Openclaw Github Sync
ReviewAudited by ClawScan on May 10, 2026.
Overview
The skill is transparent and purpose-aligned, but its default setup can regularly push broad agent memory, skills, and persona files to GitHub and can pull back changes that alter agent behavior.
Install only if you are comfortable syncing agent context to a private GitHub repo. Before enabling nightly sync, edit references/export-manifest.txt to include only reviewed non-sensitive files, use least-privilege GitHub credentials, inspect the generated repo, and treat any pull as a high-risk operation that requires human review and preferably a dry run.
Findings (5)
Artifact-based informational review of SKILL.md, metadata, install specs, static scan signals, and capability signals. ClawScan does not execute the skill or run runtime probes.
Private memories, prompts, notes, or skill code could be committed to remote Git history if they are in these directories, even if the repo is private and a heuristic secret scan runs.
The default allowlist exports broad persistent agent context, including all memory and skills, into a Git repository that is then pushed remotely. This is materially broader than a narrowly curated non-sensitive subset.
AGENTS.md IDENTITY.md SOUL.md TOOLS.md USER.md # Skills (add more as you create them) skills/ # Memories memory/
Before scheduling sync, narrow the manifest to specific reviewed files, preferably memory/public/ and selected skills only; review the first exported repo manually and do not rely on the secret scanner as complete data-loss prevention.
If the sync repo or review process is compromised, a manual pull could change how the agent behaves in later tasks.
The skill accurately discloses that pulled repository content can become future agent instructions or tools.
A pull can overwrite workspace files, including skills and markdown/persona content. Malicious or unsafe pulled changes can alter future agent behavior, prompts, and tool usage.
Only run pulls after explicit human request and review, use PULL_DRY_RUN=1 first, keep pull out of cron, and consider branch protection or signed commits for the sync repo.
Allowlisted workspace content may be uploaded repeatedly on a schedule without per-run human review.
The skill intentionally creates recurring automated activity. It is disclosed and limited to push sync, but it persists beyond a single user command.
Schedule a nightly OpenClaw cron `agentTurn` that runs push sync only (`scripts/sync.sh`) and reports success/failure. Do not schedule `pull.sh` or `context.sh pull`.
Schedule push automation only after narrowing the export manifest and confirming the private repo and secret-scan behavior; never schedule pull.
The skill can act through your GitHub credentials for repo creation and pushes, which is expected for this integration but should be least-privileged.
The helper uses the currently authenticated GitHub CLI identity to create a repository, and the sync workflow also requires SSH/auth access to push.
gh repo create "$REPO_NAME" --private --confirm
Use a dedicated private repo, least-privilege deploy key or bot account, and avoid giving the sync credentials access to unrelated repositories.
Setup may be ambiguous or require manual environment-file creation; this is not evidence of malicious behavior, but it is an incomplete packaging signal.
The supplied file manifest does not include references/.env.example, so the setup instructions reference a file absent from the reviewed artifacts.
Copy the example env file: `cp references/.env.example references/.env`
Verify the upstream repository contents before installing and create references/.env manually with only the needed SYNC_REMOTE and scoped path settings.

:: Collected data ::
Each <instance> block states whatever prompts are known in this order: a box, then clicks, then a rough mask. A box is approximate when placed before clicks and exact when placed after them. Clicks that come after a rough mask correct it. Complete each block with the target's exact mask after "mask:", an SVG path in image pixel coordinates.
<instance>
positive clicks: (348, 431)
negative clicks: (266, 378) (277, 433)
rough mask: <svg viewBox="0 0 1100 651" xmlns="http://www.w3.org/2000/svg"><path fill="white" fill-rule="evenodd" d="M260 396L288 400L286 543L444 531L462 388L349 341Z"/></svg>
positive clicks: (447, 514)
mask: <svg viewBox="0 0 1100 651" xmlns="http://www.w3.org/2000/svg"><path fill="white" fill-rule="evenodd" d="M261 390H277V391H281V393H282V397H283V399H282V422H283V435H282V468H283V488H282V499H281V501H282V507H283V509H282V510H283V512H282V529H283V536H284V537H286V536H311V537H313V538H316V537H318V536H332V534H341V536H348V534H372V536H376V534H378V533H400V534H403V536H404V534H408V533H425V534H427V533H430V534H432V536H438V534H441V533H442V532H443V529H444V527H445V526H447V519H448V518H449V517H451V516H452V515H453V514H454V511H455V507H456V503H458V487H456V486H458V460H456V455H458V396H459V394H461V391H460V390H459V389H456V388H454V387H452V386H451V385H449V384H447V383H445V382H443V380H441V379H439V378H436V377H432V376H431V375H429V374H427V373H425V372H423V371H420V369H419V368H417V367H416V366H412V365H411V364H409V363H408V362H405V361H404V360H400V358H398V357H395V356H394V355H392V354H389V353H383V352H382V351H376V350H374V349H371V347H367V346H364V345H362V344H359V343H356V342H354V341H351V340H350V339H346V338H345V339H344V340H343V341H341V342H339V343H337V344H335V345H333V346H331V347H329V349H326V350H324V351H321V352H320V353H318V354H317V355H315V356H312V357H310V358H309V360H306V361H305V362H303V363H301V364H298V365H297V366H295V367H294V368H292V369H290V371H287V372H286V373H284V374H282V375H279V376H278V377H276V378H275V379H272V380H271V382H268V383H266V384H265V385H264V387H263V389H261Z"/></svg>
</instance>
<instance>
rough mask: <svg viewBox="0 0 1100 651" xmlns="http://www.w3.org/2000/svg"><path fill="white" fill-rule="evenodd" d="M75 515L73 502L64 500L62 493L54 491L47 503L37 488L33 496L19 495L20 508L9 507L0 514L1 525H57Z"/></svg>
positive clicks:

:: Work instruction 1 ::
According to the review, on what date did ClawScan audit the skill?
:: Work instruction 2 ::
Rewrite the review's passage starting with "Schedule a nightly" and going on through "access to push.", swapping "nightly" for "weekly".
The material has no role in any of this.

:: Task solution 1 ::
May 10, 2026.

:: Task solution 2 ::
Schedule a weekly OpenClaw cron `agentTurn` that runs push sync only (`scripts/sync.sh`) and reports success/failure. Do not schedule `pull.sh` or `context.sh pull`.
Schedule push automation only after narrowing the export manifest and confirming the private repo and secret-scan behavior; never schedule pull.
The skill can act through your GitHub credentials for repo creation and pushes, which is expected for this integration but should be least-privileged.
The helper uses the currently authenticated GitHub CLI identity to create a repository, and the sync workflow also requires SSH/auth access to push.